Photo-based referring expression data:
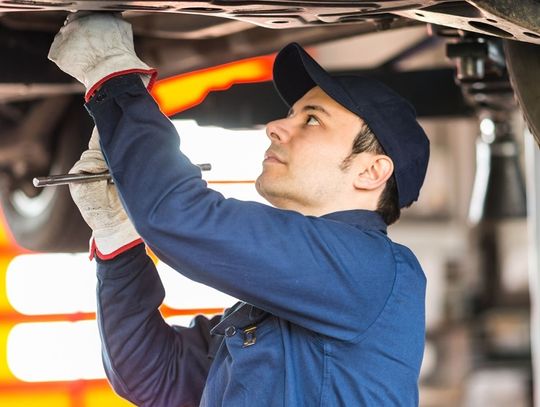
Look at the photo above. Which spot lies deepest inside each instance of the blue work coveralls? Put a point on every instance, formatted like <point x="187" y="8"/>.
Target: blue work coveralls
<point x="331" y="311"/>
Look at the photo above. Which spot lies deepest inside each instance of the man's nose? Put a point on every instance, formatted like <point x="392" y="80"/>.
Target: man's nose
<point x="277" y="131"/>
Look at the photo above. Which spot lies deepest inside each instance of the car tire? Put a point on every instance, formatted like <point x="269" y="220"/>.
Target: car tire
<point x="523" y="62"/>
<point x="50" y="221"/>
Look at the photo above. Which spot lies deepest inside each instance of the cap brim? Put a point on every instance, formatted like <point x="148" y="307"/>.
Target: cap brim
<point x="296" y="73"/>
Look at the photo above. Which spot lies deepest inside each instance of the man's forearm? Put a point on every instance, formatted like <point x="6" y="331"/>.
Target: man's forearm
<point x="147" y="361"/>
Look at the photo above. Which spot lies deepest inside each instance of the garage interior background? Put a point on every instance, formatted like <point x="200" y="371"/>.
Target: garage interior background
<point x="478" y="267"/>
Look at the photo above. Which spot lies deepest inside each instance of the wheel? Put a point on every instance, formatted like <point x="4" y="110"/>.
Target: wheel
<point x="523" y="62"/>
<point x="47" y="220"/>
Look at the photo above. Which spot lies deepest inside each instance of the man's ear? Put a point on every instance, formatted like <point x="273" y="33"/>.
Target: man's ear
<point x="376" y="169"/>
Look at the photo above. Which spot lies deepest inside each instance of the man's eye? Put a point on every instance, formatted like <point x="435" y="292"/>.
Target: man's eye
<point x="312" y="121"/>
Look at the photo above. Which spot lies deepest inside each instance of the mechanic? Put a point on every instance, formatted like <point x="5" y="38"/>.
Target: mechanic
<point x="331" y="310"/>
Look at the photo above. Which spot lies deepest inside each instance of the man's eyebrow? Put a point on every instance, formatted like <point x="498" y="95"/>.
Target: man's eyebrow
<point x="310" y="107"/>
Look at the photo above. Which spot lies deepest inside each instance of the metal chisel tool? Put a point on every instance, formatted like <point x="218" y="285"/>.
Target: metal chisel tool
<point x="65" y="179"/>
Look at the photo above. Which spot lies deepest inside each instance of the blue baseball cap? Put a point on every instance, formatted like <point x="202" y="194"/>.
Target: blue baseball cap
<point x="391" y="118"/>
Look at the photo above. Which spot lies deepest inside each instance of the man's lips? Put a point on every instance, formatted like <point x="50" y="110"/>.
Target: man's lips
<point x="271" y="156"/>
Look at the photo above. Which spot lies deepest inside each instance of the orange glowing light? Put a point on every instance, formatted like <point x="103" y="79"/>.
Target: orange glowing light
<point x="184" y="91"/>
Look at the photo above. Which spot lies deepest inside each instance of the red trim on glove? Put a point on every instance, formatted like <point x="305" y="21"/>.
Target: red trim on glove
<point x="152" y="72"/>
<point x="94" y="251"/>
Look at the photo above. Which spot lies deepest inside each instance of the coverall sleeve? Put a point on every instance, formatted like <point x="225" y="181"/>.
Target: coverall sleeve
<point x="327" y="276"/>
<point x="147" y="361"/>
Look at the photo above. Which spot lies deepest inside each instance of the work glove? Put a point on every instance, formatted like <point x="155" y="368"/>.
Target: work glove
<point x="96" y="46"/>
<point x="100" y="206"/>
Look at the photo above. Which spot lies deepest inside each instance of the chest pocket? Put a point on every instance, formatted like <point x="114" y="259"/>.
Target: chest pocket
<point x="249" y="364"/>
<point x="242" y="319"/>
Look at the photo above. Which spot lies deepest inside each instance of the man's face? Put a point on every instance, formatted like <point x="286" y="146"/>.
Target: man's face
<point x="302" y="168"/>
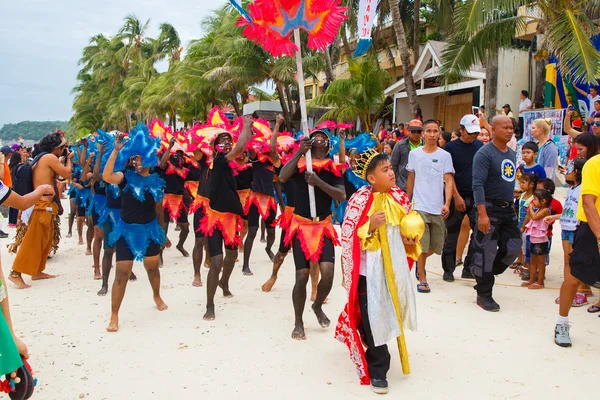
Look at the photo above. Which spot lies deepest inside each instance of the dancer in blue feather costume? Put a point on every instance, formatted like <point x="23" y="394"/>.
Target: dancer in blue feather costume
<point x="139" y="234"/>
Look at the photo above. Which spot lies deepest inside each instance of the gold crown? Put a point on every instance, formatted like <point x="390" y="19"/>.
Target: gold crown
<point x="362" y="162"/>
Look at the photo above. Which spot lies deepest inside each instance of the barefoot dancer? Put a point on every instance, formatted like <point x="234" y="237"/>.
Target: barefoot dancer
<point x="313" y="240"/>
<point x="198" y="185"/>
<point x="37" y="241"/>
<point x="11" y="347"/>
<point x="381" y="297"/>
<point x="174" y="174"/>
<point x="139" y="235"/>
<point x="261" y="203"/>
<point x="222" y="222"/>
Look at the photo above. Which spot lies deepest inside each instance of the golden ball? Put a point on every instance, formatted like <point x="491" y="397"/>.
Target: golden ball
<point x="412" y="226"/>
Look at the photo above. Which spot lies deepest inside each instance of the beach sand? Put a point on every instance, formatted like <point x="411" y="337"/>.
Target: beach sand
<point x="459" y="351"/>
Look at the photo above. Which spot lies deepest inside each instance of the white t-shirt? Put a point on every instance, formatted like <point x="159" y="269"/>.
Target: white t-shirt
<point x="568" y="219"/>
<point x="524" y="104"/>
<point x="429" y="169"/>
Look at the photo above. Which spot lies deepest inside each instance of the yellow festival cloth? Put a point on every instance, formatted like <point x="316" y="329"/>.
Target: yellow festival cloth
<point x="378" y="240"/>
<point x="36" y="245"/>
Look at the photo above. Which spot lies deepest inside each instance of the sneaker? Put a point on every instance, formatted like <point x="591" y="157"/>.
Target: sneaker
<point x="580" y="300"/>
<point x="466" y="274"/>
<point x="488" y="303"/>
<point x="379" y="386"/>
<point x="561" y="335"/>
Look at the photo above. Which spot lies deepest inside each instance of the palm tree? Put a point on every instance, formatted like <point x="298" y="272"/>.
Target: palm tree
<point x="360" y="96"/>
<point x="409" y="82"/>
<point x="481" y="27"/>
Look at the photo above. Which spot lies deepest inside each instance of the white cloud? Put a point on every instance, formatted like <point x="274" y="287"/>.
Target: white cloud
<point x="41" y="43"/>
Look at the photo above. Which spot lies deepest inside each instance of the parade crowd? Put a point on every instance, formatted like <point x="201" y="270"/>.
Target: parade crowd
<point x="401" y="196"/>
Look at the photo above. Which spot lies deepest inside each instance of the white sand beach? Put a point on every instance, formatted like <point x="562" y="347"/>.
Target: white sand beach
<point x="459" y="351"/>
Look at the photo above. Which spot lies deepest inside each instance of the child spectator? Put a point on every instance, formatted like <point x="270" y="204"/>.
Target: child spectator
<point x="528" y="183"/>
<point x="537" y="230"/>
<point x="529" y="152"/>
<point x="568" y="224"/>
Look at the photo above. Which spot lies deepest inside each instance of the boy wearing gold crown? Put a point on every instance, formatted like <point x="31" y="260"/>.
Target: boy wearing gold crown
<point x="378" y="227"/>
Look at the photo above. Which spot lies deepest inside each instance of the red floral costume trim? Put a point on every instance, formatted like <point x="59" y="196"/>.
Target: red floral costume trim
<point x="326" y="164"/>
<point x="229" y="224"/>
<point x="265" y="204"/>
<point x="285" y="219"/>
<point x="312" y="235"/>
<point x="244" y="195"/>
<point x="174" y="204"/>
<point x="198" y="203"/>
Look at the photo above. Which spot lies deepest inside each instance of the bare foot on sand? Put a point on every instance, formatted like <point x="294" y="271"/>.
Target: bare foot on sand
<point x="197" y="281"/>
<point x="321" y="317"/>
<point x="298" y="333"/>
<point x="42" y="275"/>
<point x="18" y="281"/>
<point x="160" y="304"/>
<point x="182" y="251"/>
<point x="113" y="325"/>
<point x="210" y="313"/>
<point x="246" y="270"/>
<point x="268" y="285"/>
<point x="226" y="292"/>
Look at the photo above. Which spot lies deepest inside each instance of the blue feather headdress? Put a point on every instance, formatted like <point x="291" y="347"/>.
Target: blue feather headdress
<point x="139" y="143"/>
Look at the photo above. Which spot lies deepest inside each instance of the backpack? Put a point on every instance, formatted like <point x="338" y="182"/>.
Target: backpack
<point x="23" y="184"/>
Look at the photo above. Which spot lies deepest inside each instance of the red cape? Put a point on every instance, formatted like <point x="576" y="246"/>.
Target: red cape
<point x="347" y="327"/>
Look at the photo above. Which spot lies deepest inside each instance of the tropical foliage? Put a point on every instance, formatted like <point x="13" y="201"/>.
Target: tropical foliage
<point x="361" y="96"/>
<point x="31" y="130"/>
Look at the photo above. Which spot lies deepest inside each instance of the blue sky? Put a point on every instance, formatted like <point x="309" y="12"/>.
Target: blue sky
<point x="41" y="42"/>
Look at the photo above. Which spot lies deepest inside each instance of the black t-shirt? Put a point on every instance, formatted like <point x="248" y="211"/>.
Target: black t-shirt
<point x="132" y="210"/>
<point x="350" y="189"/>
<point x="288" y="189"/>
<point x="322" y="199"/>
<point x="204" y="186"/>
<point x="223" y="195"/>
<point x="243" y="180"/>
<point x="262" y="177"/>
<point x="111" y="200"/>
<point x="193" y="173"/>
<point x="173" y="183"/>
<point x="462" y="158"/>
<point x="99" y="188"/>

[Your goal] Give the lines again exactly, starting where the entries begin and stopping once the line with "of the garage" is included; pictures are not copied.

[Solved exercise]
Look at the photo above. Which spot lies deepest inside each instance of the blue work coveralls? Put a point on every instance, formatted like <point x="187" y="8"/>.
Target: blue work coveralls
<point x="331" y="311"/>
Look at the photo above. Which spot lies deepest inside each instance of the man's nose? Put a point on every instance, formatted like <point x="392" y="80"/>.
Target: man's nose
<point x="277" y="131"/>
Look at the photo above. Which spot lies deepest inside each instance of the car tire? Put a point on every instance, formatted like <point x="269" y="220"/>.
Target: car tire
<point x="523" y="62"/>
<point x="50" y="221"/>
Look at the photo above. Which spot lies deepest inside each instance of the cap brim? Put a point on every instance, formatted like <point x="148" y="307"/>.
Target: cap brim
<point x="296" y="73"/>
Look at the photo above. Which spot lies deepest inside each instance of the man's forearm? Put a point on every instance, formatted like <point x="6" y="331"/>.
Target: man's forearm
<point x="147" y="361"/>
Look at the photo above. Which spot lies deepest inside each instance of the garage interior background? Put a point on every instance, formatted like <point x="200" y="371"/>.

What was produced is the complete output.